§ **Text to read**
○ ○ ○ ○ ○
A mark

There's something about old people who have led extraordinary lives but have not become egomaniacs. Even when they get smaller and balder and paunchier--even when they wear grandpa clothes and smile at strangers and lose their hearing. You can tell: they're bigger than the rest of us.
My kids were asking me about the Bataan Death March at the dinner table last night; dinner conversations have changed since I took this job: work is like one big field trip. Should the POWs who were used as slave labor by Japanese companies be compensated after the fact, or shouldn't they? They were prisoners, after all. Who's the good guy in a war scene? It's not easy to say.
I know one of these soldiers. He's not a retired admiral: he's just a regular guy--just an average, everyday former POW. He's got that quality that the admiral has: a gentleness, a softness. Buddha-like softness. It's hard to imagine him killing anyone, or being beaten, or starved. How is that, when we think brutality makes people hard?
○ ○ ○ ○ ○
§ **Provided material**
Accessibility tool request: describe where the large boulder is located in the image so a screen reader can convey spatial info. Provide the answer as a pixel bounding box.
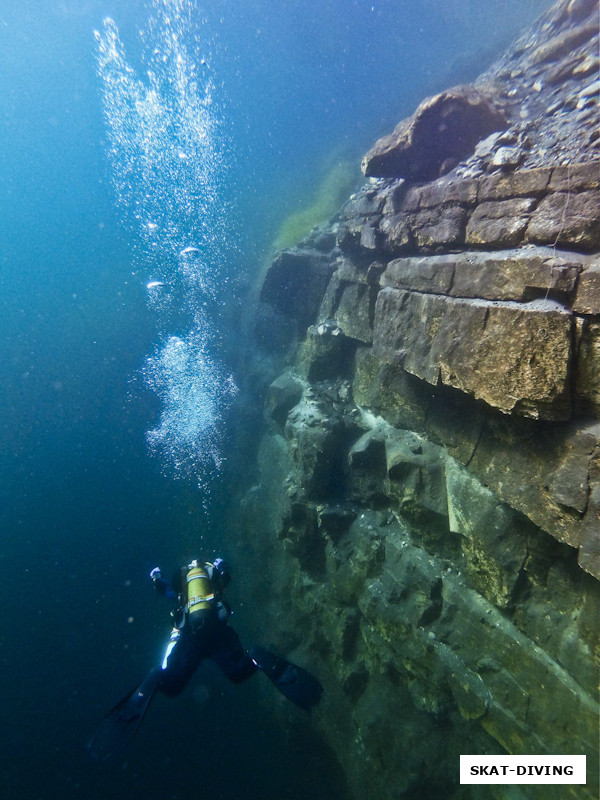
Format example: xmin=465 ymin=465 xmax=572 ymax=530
xmin=362 ymin=85 xmax=507 ymax=181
○ ○ ○ ○ ○
§ **What is required**
Please answer from the piece on the former POW: what did the writer's kids ask about at the dinner table last night?

§ **Task result**
The Bataan Death March.